Exercise instructions:
Scan the entries for lines containing the string "water". Reply with how many there are, and nothing else.

** Exercise material follows **

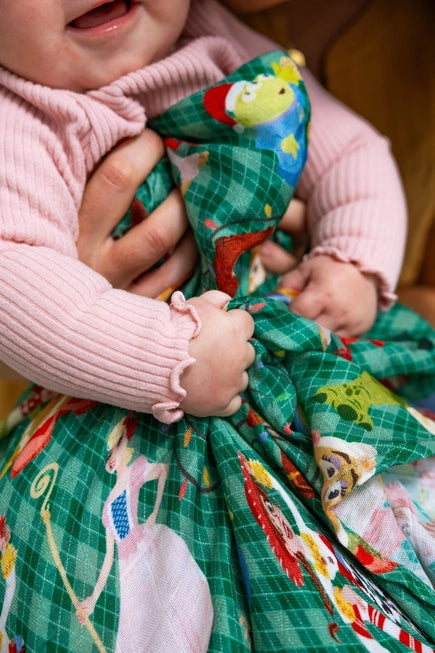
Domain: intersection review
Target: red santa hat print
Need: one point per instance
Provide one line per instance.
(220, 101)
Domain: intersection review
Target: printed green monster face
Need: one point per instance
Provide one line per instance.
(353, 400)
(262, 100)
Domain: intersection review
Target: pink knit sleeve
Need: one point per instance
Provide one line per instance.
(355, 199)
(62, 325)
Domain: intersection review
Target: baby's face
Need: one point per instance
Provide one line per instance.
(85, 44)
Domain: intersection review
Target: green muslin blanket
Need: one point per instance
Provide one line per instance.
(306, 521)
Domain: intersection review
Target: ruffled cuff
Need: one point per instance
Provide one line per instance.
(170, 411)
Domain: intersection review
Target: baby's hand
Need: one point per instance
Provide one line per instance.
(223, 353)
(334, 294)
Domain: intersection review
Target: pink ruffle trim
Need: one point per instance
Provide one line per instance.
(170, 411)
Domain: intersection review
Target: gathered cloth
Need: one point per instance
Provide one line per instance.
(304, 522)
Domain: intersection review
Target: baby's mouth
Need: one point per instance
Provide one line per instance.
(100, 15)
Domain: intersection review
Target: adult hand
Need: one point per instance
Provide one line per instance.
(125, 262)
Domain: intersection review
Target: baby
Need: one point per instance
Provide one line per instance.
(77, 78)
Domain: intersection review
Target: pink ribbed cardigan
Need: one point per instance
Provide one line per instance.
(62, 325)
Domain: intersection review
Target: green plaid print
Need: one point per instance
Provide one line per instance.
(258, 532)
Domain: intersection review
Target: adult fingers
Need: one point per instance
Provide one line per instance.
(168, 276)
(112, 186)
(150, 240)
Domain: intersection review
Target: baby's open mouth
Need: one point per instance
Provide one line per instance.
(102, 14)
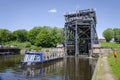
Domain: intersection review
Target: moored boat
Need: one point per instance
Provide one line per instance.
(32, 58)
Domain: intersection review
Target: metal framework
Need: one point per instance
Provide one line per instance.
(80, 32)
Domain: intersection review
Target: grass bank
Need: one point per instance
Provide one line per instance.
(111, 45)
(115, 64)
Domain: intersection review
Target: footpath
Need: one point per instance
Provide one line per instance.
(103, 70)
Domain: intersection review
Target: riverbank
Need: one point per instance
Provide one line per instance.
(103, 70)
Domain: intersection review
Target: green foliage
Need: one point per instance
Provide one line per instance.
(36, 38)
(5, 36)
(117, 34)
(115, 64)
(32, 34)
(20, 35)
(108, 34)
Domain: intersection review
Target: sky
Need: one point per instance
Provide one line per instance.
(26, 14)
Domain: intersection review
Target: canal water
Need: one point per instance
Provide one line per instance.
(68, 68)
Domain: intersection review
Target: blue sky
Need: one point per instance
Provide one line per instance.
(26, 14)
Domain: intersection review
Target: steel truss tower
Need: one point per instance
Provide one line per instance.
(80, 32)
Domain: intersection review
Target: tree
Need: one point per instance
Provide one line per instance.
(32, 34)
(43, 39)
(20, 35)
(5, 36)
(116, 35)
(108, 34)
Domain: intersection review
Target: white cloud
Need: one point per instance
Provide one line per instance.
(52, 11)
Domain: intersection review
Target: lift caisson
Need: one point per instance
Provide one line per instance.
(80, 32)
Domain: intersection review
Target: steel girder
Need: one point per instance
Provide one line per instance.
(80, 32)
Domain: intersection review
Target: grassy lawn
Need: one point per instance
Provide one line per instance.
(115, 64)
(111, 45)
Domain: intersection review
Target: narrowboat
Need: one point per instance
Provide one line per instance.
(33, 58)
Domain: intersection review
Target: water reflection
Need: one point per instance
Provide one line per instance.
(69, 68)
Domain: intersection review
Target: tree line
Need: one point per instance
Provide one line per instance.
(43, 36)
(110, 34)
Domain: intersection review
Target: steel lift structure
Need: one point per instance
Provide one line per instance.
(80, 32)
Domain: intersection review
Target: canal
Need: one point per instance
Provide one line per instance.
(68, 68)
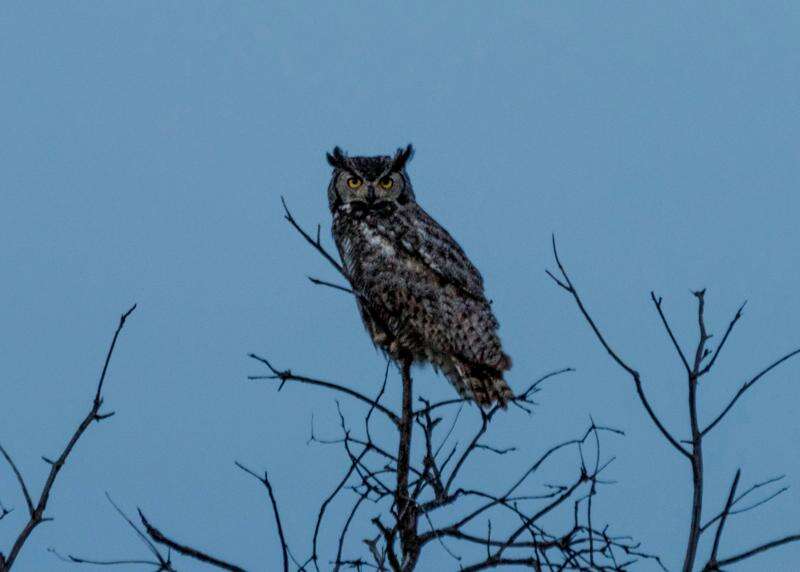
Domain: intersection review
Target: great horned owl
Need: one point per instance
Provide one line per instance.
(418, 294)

** End of Exercise material **

Exercise response:
2